Task item: Pull out every line in the data that has the string "stone" in it.

Data for this task:
═══
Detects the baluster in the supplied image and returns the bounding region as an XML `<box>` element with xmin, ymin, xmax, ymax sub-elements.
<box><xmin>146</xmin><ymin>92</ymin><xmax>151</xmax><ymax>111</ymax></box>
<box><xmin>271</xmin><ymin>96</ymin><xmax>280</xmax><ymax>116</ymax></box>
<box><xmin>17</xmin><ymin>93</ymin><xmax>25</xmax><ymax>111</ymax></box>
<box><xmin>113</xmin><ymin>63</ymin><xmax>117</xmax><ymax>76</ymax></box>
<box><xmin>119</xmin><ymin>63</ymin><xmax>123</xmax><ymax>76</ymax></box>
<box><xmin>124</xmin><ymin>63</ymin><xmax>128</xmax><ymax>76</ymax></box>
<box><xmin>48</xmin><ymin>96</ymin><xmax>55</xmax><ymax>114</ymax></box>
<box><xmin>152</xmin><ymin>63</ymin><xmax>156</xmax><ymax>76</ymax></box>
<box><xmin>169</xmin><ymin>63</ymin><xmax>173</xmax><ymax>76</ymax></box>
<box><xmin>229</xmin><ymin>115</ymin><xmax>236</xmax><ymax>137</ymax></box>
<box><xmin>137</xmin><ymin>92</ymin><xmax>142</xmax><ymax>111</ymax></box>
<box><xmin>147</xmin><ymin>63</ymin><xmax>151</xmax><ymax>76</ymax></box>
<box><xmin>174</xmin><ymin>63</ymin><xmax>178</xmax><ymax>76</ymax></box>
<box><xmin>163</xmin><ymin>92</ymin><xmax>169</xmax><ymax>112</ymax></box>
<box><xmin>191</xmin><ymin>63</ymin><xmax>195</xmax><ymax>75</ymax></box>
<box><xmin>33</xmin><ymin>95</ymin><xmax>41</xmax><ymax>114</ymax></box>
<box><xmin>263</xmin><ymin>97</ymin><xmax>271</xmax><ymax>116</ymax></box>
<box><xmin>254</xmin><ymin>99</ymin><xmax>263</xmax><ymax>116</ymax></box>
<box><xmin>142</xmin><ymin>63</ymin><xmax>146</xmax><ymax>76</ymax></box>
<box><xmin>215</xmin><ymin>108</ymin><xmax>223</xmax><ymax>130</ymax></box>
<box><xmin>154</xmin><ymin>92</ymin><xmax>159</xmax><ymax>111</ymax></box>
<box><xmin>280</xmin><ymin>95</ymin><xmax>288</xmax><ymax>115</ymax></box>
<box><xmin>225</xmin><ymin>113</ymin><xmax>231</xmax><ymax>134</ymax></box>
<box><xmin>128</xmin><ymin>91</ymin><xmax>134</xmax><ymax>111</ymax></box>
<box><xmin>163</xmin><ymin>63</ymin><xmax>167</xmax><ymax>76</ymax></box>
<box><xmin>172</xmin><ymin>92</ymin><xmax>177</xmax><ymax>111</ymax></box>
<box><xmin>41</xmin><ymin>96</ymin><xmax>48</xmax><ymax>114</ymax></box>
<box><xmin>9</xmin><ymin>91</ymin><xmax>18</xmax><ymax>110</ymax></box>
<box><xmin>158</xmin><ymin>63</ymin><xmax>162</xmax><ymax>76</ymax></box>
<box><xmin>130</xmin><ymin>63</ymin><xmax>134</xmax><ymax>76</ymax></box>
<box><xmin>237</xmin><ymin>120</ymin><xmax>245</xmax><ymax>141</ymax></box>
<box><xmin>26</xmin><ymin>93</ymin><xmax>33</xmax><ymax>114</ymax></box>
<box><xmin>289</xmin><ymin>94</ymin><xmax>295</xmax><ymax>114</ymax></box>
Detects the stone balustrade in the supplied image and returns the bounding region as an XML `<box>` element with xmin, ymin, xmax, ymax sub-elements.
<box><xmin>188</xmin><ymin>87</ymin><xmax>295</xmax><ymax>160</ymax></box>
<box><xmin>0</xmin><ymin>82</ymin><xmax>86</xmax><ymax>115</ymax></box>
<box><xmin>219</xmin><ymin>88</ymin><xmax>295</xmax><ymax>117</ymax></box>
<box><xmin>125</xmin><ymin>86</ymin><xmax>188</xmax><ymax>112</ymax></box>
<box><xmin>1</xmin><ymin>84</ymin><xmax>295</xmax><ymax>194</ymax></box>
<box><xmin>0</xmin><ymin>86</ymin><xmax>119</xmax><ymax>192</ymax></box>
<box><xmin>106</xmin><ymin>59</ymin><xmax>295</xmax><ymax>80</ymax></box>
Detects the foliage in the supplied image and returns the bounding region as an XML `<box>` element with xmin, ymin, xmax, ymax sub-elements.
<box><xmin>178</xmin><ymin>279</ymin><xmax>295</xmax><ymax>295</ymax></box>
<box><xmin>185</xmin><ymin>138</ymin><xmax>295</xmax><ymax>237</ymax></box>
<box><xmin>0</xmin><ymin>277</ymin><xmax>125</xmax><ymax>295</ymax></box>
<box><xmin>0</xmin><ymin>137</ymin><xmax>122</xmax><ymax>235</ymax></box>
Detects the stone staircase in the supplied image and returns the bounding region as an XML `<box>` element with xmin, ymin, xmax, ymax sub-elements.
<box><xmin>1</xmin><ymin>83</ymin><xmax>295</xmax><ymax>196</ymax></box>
═══
Solution to this problem:
Detects the stone balustrade in the supplied image and returns the bounding region as an XML `<box>` element with xmin, ymin, xmax, ymax sub-elements.
Detects the stone staircase in the supplied image and returns the bounding region as an XML `<box>` element with xmin, ymin, xmax, ymax sub-elements.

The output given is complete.